Saturn's moon Titan reveals even more life-sustaining possibilities

The moon known as Titan should ring a bell for you if you're interested in the possibility of life on planets other than our own. Saturn's yellow moon has been the subject of life-sustaining chatter for some time now, the most recent discovery about it having been found in an experiment done right here on Earth. Down at the NASA Jet Propulsion Laboratory in Pasadena, California, an experiment has been done that suggests life in a whole new region before suspected to be devoid of it.

The experiment at hand simulated the atmosphere of Titan and suggested that complex organic chemistry extends lower into the atmosphere than science previously suspected. These strands are such that the building blocks of life could spring forth – these results point toward prebiotic materials swimming around an area of this moon that makes this heavenly body exciting all over again.

-*-*-

WHAT YOU WILL DO.
a – In the article about Titan, where was the experiment that simulated Titan's atmosphere carried out?
b – Write a continuation of the article on Saturn's moon Titan, picking up after its last sentence.

Region pointing data
-*-*-

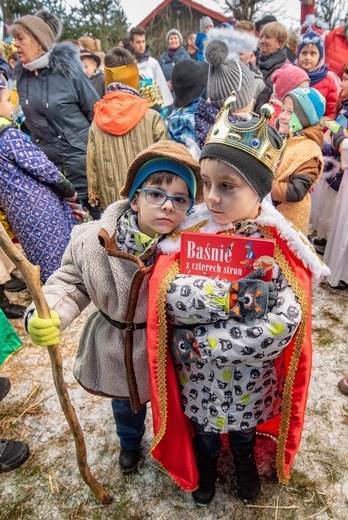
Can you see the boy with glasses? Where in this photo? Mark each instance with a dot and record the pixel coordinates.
(108, 262)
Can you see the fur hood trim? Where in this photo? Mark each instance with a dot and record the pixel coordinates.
(112, 213)
(236, 41)
(63, 60)
(297, 241)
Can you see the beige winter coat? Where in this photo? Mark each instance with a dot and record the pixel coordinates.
(108, 362)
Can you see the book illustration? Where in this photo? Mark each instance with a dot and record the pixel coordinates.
(228, 257)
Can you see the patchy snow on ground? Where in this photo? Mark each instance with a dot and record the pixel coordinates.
(49, 486)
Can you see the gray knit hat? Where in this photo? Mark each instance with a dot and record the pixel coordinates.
(226, 76)
(174, 31)
(204, 22)
(44, 26)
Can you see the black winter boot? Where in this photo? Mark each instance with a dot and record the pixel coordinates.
(11, 310)
(248, 480)
(206, 480)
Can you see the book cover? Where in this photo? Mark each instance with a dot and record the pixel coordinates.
(228, 257)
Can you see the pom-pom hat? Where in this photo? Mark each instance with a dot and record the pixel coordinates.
(44, 26)
(189, 80)
(252, 147)
(204, 22)
(226, 76)
(309, 107)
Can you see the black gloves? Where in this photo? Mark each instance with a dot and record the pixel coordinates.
(252, 298)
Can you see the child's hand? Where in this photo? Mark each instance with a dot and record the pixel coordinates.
(184, 346)
(252, 298)
(338, 137)
(44, 332)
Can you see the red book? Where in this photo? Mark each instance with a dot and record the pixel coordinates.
(228, 257)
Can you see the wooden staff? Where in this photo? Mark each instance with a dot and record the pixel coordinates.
(31, 276)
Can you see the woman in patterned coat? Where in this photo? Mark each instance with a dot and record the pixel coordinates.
(32, 192)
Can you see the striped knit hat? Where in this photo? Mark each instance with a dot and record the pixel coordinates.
(309, 107)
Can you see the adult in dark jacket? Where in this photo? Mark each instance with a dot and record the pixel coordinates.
(56, 96)
(273, 54)
(174, 53)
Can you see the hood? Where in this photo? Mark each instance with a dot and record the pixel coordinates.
(315, 133)
(118, 112)
(63, 60)
(144, 56)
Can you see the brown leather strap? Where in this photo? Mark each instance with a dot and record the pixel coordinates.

-*-*-

RESPONSES TO THE EXERCISE.
a – At the NASA Jet Propulsion Laboratory in Pasadena, California.

b –
"Scientists previously thought that as we got closer to the surface of Titan, the moon's atmospheric chemistry was basically inert and dull. Our experiment shows that's not true. The same kind of light that drives biological chemistry on Earth's surface could also drive chemistry on Titan, even though Titan receives far less light from the sun and is much colder. Titan is not a sleeping giant in the lower atmosphere, but at least half awake in its chemical activity." – Murthy Gudipati, lead author of the paper on this subject published at JPL.

The paper published on these findings can be found in Nature Communications this week. Co-author Mark Allen, principal investigator of the JPL Titan team that is a part of the NASA Astrobiology Institute, headquartered at Ames Research Center, Moffett Field, California, had a bit to say as well.

"We've known that Titan's upper atmosphere is hospitable to the formation of complex organic molecules. Now we know that sunlight in the Titan lower atmosphere can kick-start more complex organic chemistry in liquids and solids rather than just in gases." – Allen

The result of the experiments conducted by this team show a much larger volume in the bits of Titan's atmosphere involved in the production of more complex organic chemicals than previously suspected. The full team of researchers involved on this project included Ronen Jacovi, a NASA postdoctoral fellow from Israel; Isabelle Couturier of the University of Provence, Marseille, France; and Antti Lignell, a Finnish Academy of Science postdoctoral fellow from Helsinki at JPL.

NOTE: Straight from NASA/JPL-Caltech/Space Science Institute, the image above is a "true color snapshot" from NASA's Cassini spacecraft of Titan itself!